▸ Cosa fare:
Ricopia senza modifiche il passo del testo sulla Prima Guerra del Golfo che comincia con "Data: 19 Aprile" e termina con "il silenzio dell’inverno.".

Data: 19 Aprile 2021
Autore: a cura della redazione



Era la notte tra il 16 e il 17 gennaio
1991, precisamente alle 2:38, quando
un pilota militare americano, dal
suo cacciabombardiere, schiacciò il
primo pulsante per sganciare una
serie di bombe che ruppe il silenzio dell’inverno.
Era l’operazione chiamata “Desert
Storm” che passerà alla storia come la “Prima
Guerra del Golfo”. Si sganciavano micidiali
bombe sull’Iraq perché Saddam Hussein non
aveva risposto all’ultimatum delle Nazioni
Unite: secondo l’ONU e gli Stati Uniti, presieduti
all’epoca da George W. Bush, oltre a
ritirare le proprie truppe dal Kuwait, avrebbe
dovuto rinunciare alle armi di distruzione di
massa, mai trovate.

Sono passati ormai 30 anni da quei 40 giorni
di bombardamento continuo sulla popolazione
irachena. A noi, che stavamo comodi sul
divano di casa a guardare la tv, quei micidiali
ordigni apparivano come delle linee tracciate
su schermi verdi, come se fosse un videogioco.
Fu il primo conflitto trasmesso in diretta
televisiva. Vennero invece sganciate ben
90.000 tonnellate di bombe, comprese quelle
a grappolo e i proiettili perforanti con l’uranio
impoverito, e i missili “da crociera”. Fu la volta
anche delle bombe “intelligenti”. La prima intelligenza
fu rappresentata dalle PGM (Precision
Guided Munition), vale a dire i proiettili
guidati, la cui probabilità di fare centro alla
massima gittata contro un bersaglio (carro,
nave, ponte, aereo) è superiore al 50 %, quando
non vi sia opposizione, cioè non ci sia una
contraerea. E le vittime stimate furono circa
duecentomila: moltissimi furono i civili, le
donne, i bambini e le bambine. Quella guerra,
possiamo tranquillamente dire ora, fu la madre
di tutte le guerre, e nulla fu più come prima.

Righe di annotazione con coordinate:
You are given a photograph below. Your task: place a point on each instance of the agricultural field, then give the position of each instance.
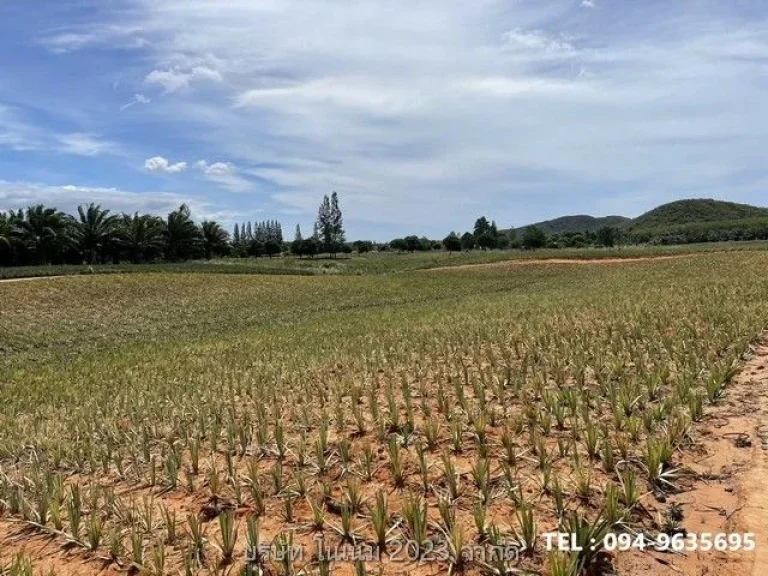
(388, 419)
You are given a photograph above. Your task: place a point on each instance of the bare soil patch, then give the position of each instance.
(507, 264)
(727, 495)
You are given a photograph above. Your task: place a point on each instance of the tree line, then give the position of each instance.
(41, 234)
(46, 235)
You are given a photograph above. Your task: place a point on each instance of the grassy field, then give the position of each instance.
(168, 422)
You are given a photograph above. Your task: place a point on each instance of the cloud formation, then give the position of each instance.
(163, 165)
(175, 79)
(424, 115)
(225, 175)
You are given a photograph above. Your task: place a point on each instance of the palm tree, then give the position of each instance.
(215, 239)
(93, 229)
(182, 235)
(43, 231)
(141, 235)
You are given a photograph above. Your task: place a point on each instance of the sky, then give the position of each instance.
(421, 114)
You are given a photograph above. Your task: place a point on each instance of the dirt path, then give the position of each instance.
(728, 493)
(29, 279)
(505, 264)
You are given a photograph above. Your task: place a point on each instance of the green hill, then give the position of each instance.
(580, 223)
(699, 211)
(679, 222)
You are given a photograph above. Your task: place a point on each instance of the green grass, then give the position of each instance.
(367, 264)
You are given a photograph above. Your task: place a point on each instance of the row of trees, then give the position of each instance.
(257, 239)
(41, 235)
(44, 235)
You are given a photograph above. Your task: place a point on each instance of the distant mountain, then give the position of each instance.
(580, 223)
(679, 215)
(686, 212)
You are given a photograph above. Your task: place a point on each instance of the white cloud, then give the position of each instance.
(115, 35)
(137, 99)
(538, 43)
(225, 174)
(14, 195)
(536, 107)
(175, 79)
(162, 165)
(80, 144)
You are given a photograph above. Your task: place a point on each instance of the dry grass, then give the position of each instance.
(165, 423)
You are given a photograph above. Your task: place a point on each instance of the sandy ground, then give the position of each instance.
(509, 264)
(727, 491)
(29, 279)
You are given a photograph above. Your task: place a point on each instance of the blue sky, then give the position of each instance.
(422, 114)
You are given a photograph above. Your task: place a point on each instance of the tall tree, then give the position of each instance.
(141, 235)
(324, 224)
(481, 227)
(215, 239)
(43, 231)
(296, 245)
(183, 236)
(93, 229)
(7, 228)
(337, 222)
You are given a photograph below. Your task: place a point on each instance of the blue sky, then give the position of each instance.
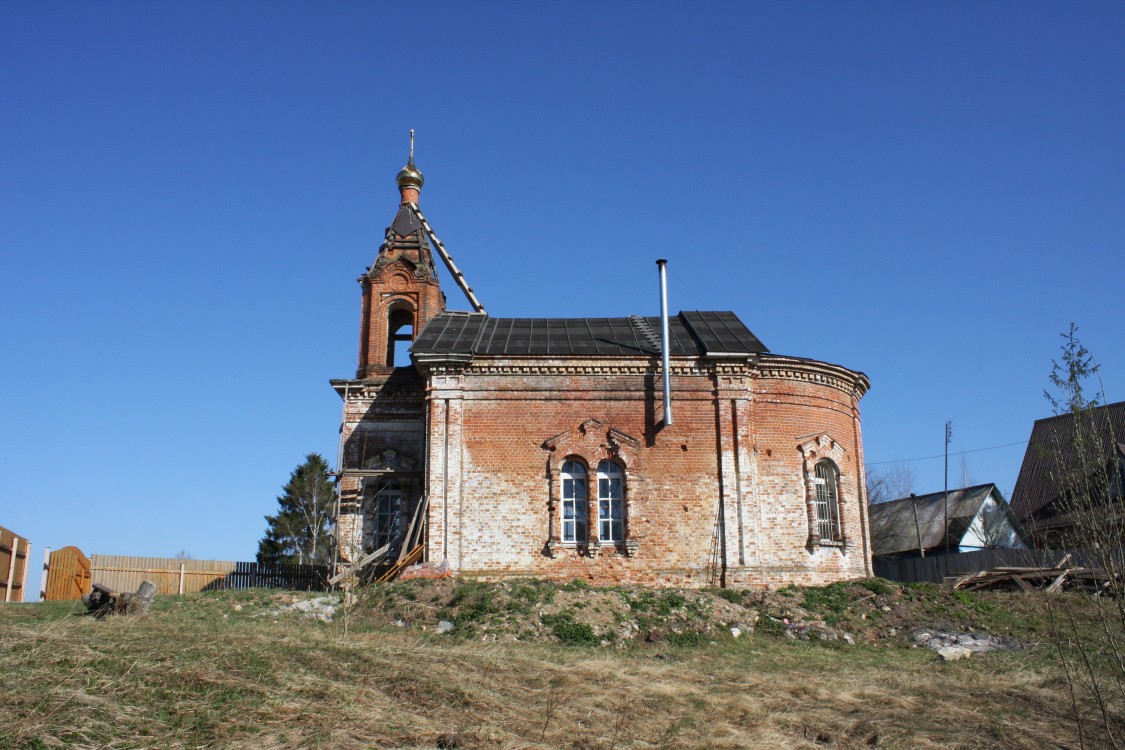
(928, 192)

▸ Risposta scritta:
Data: 19 Aprile 2021
Autore: a cura della redazione



Era la notte tra il 16 e il 17 gennaio
1991, precisamente alle 2:38, quando
un pilota militare americano, dal
suo cacciabombardiere, schiacciò il
primo pulsante per sganciare una
serie di bombe che ruppe il silenzio dell’inverno.